Data listing —
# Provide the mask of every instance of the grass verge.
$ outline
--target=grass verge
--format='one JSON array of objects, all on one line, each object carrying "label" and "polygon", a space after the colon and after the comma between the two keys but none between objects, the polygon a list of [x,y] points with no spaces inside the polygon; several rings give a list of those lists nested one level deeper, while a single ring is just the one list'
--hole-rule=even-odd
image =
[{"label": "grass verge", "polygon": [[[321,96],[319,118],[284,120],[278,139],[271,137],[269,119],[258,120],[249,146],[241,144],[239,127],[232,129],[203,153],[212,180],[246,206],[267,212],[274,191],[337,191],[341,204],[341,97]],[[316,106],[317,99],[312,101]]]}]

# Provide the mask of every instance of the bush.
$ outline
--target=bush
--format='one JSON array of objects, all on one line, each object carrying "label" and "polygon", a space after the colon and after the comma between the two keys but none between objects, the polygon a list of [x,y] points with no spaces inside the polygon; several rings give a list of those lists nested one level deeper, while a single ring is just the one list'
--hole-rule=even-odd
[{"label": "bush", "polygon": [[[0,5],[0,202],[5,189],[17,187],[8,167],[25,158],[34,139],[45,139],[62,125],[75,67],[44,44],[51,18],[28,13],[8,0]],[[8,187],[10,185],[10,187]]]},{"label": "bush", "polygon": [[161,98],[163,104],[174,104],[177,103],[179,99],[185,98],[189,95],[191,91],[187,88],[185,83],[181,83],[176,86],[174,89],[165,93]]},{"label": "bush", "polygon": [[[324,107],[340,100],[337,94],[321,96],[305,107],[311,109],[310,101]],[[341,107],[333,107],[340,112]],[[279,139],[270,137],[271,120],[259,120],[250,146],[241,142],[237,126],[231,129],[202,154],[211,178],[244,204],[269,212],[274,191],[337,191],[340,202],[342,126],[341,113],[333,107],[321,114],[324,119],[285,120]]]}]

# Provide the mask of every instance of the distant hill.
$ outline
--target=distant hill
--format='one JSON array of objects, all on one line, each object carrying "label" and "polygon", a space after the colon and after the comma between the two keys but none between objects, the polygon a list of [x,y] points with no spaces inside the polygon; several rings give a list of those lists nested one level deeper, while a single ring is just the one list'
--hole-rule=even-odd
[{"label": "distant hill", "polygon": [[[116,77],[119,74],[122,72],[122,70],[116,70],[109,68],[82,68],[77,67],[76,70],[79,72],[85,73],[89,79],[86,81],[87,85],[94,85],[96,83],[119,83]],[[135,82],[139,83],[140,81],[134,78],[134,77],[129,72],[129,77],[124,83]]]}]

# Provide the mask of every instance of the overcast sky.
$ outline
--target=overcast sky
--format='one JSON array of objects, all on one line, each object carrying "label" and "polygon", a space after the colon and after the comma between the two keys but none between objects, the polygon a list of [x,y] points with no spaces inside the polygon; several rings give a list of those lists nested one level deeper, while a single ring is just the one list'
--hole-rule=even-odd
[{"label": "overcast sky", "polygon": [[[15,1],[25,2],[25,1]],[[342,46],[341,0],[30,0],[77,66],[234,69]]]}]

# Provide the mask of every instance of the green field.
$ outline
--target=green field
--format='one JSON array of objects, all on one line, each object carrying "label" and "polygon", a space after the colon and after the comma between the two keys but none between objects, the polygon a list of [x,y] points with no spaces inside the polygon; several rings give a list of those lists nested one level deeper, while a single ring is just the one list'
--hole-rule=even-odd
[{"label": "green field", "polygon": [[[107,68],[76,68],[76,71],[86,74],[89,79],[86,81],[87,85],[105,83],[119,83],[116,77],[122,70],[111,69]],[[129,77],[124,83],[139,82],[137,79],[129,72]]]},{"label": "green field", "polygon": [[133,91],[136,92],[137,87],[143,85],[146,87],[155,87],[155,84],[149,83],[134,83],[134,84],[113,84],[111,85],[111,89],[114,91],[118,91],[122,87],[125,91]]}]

==

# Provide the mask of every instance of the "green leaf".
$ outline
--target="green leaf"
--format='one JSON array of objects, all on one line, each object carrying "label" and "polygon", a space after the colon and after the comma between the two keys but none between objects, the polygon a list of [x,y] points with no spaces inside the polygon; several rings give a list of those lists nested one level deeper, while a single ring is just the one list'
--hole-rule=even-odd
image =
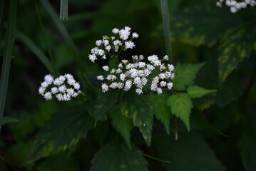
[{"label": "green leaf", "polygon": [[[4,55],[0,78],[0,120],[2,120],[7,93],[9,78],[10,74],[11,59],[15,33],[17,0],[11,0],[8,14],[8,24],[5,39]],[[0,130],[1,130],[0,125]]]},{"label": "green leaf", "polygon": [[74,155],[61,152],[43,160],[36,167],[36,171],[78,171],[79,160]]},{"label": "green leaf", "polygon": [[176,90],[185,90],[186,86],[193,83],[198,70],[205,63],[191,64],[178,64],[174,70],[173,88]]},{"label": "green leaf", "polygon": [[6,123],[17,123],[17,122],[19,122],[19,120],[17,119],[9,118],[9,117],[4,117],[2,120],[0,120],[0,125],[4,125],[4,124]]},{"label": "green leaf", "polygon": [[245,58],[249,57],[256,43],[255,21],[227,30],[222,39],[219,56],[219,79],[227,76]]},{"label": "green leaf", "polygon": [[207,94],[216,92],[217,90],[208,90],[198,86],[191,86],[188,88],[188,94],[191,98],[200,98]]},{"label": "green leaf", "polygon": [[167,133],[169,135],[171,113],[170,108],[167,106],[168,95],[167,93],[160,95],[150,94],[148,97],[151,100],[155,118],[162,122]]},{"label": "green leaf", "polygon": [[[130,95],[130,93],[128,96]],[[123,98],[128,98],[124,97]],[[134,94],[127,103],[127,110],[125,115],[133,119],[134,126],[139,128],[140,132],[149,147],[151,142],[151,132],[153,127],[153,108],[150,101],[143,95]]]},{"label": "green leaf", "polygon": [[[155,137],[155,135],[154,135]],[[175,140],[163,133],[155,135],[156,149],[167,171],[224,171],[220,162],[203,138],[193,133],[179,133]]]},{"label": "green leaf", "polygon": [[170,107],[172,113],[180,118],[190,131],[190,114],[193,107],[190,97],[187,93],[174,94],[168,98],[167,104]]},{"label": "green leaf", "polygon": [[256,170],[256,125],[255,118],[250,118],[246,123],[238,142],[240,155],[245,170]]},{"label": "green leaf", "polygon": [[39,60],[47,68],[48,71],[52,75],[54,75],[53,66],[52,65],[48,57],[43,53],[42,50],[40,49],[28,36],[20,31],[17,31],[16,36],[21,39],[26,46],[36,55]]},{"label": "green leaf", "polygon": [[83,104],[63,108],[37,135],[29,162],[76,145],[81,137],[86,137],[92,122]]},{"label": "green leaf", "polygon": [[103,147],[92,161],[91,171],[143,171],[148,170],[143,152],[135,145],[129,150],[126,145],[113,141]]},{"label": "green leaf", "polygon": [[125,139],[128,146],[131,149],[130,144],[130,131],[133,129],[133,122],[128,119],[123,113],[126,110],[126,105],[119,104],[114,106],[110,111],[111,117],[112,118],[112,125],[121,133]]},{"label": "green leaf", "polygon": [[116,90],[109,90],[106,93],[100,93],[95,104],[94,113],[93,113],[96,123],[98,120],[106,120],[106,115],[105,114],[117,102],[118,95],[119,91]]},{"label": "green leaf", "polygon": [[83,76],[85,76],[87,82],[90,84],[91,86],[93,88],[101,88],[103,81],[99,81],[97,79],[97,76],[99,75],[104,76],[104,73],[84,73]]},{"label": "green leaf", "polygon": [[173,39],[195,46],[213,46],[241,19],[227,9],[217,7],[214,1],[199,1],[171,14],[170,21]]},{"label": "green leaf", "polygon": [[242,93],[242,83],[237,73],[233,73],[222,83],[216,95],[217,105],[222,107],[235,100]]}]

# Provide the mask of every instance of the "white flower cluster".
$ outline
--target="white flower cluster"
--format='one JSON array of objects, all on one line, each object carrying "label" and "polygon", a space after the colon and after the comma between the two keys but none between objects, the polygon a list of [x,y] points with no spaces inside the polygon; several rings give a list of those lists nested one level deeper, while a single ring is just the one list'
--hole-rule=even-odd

Task description —
Copy the data lines from the line with "# Provide the mask of every instance of the bush." through the line with "--target=bush", both included, with no changes.

Exercise result —
# Provide the mask of every instance of the bush.
$ outline
--target=bush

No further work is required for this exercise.